**Zu lösende Aufgaben**:
[A] Zähle alle Gebiete auf, die der Text über Putins Geopolitik als bereits erfolgte oder mögliche Landgewinne Rußlands nennt.
[B] Gib den Abschnitt aus dem Text über Putins Geopolitik wortgetreu wieder, beginnend bei „Dies ist, kurz“ und endend bei „eigentlich nicht wert.“.

**Vorliegender Text**:
%%

Dies ist, kurz gesagt, die Lage, die Putin bei seinem Amtsantritt vorfand und die er letztlich für alles verantwortlich macht, was in den vergangenen 20 Jahren in Rußland nicht optimal gelaufen ist. Dies bräuchte den Westen, also EU und Nato, eigentlich nicht allzusehr zu beunruhigen, wenn Putin nicht entschlossen wäre, die aus seiner Sicht unheilvolle geopolitische Situation, wenn irgend möglich, wieder zu korrigieren. Er möchte von den „Errungenschaften“ der Sowjetunion soviel wie möglich für das heutige Rußland retten. Dabei verschmäht er auch vergleichsweise bescheidene Landgewinne nicht. Abchasien und Südossetien zu Lasten Georgiens, jetzt die Krim zum Nachteil der Ukraine und demnächst vielleicht Transnistrien oder gar das Donezbecken. Dies ist den Ansehensverlust, den Rußland durch den eklatanten Bruch des Völkerrechts erleidet, eigentlich nicht wert.

%%

**Vorliegendes Material**:
%%

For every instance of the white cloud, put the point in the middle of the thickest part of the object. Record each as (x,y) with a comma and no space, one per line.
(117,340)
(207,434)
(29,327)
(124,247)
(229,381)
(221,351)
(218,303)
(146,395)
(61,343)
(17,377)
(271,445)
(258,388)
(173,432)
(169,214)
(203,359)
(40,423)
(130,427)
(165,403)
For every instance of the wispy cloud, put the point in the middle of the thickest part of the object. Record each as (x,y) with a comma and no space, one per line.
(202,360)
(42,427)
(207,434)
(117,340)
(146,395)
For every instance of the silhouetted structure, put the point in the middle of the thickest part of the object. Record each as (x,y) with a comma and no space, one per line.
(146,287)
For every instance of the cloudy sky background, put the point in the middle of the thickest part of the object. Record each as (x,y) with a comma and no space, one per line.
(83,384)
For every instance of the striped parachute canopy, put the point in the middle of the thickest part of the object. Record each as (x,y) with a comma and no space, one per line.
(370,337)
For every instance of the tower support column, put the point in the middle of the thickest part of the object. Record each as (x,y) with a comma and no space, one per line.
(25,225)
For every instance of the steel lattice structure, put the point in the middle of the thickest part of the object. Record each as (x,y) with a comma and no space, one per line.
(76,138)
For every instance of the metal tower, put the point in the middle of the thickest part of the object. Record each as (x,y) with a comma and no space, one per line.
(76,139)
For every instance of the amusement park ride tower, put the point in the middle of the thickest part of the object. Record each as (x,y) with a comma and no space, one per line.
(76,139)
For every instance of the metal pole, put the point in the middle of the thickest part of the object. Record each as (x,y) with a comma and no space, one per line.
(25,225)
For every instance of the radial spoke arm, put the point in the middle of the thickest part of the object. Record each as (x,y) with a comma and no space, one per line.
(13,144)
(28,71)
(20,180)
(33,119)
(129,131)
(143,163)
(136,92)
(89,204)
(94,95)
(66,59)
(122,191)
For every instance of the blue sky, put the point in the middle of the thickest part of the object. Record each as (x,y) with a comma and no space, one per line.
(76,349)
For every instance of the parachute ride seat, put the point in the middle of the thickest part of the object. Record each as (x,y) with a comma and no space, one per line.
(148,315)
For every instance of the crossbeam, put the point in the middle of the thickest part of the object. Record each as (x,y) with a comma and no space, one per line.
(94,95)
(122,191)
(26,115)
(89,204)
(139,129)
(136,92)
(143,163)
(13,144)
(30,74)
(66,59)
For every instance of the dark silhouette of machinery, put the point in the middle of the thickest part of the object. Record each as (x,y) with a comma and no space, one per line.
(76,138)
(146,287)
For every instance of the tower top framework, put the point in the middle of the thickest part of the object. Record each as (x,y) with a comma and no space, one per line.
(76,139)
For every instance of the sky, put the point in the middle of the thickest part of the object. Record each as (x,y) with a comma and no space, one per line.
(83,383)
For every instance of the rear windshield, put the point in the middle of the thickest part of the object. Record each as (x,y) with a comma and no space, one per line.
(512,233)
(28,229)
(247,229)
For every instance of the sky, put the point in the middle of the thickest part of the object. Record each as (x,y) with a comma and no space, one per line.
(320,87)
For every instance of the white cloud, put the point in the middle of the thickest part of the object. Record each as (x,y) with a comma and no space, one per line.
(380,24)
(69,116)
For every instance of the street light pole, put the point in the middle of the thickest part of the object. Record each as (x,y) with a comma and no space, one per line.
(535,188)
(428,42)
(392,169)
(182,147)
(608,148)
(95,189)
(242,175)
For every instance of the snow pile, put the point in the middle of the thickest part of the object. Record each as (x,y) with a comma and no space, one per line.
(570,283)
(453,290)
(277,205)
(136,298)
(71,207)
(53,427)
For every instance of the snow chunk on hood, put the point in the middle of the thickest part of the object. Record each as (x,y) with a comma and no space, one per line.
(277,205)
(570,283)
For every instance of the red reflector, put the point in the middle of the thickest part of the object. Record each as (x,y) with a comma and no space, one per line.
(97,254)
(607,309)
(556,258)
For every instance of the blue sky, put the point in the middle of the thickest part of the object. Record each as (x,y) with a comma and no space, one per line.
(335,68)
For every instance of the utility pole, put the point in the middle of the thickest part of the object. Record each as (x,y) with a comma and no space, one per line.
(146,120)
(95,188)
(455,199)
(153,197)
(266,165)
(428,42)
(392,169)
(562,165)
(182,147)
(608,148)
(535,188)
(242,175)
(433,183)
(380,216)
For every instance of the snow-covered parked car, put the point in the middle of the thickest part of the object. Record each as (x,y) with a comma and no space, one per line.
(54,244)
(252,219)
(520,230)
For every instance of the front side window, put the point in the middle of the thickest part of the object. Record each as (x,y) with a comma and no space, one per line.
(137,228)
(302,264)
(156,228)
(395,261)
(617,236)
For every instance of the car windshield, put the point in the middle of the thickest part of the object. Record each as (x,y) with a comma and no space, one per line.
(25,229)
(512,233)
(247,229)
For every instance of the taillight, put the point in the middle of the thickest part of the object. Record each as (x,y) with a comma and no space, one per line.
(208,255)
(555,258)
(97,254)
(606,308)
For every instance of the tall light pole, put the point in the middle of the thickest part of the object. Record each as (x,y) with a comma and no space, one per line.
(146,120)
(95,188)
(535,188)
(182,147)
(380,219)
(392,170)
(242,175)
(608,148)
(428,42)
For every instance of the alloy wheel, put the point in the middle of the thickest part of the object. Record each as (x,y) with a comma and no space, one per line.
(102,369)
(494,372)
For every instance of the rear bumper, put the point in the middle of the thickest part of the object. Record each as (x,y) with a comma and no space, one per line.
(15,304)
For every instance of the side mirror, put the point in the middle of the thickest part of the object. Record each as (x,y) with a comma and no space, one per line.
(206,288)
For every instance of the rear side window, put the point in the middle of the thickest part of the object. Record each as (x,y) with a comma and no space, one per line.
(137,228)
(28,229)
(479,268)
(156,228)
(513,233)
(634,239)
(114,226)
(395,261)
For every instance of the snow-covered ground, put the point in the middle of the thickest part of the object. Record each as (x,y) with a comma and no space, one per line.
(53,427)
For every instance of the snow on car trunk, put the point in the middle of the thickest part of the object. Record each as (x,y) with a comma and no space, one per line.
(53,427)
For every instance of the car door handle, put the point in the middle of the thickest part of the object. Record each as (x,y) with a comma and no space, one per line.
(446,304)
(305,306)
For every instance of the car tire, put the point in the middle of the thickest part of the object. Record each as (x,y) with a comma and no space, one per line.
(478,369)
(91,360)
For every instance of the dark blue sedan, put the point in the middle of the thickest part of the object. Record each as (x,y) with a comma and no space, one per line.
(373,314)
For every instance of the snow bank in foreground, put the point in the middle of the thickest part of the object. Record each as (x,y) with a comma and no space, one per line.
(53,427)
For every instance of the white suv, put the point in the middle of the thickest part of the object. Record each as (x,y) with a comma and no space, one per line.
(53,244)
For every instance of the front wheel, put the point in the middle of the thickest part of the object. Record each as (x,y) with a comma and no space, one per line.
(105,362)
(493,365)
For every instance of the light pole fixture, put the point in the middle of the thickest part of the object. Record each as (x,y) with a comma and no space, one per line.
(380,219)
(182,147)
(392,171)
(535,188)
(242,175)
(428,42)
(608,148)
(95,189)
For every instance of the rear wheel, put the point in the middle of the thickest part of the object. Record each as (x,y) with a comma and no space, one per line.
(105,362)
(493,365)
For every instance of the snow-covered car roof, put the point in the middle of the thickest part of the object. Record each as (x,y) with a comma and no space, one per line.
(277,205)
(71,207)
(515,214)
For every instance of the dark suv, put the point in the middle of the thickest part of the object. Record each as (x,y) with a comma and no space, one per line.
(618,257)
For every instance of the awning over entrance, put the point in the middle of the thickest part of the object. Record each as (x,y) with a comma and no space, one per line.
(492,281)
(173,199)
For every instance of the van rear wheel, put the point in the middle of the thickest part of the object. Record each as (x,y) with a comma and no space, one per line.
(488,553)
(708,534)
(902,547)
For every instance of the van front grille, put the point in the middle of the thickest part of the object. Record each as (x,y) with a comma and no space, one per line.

%%

**Antworten je Aufgabe**:
[A] Abchasien, Südossetien, die Krim, Transnistrien, das Donezbecken

[B]
Dies ist, kurz gesagt, die Lage, die Putin bei seinem Amtsantritt vorfand und die er letztlich für alles verantwortlich macht, was in den vergangenen 20 Jahren in Rußland nicht optimal gelaufen ist. Dies bräuchte den Westen, also EU und Nato, eigentlich nicht allzusehr zu beunruhigen, wenn Putin nicht entschlossen wäre, die aus seiner Sicht unheilvolle geopolitische Situation, wenn irgend möglich, wieder zu korrigieren. Er möchte von den „Errungenschaften“ der Sowjetunion soviel wie möglich für das heutige Rußland retten. Dabei verschmäht er auch vergleichsweise bescheidene Landgewinne nicht. Abchasien und Südossetien zu Lasten Georgiens, jetzt die Krim zum Nachteil der Ukraine und demnächst vielleicht Transnistrien oder gar das Donezbecken. Dies ist den Ansehensverlust, den Rußland durch den eklatanten Bruch des Völkerrechts erleidet, eigentlich nicht wert.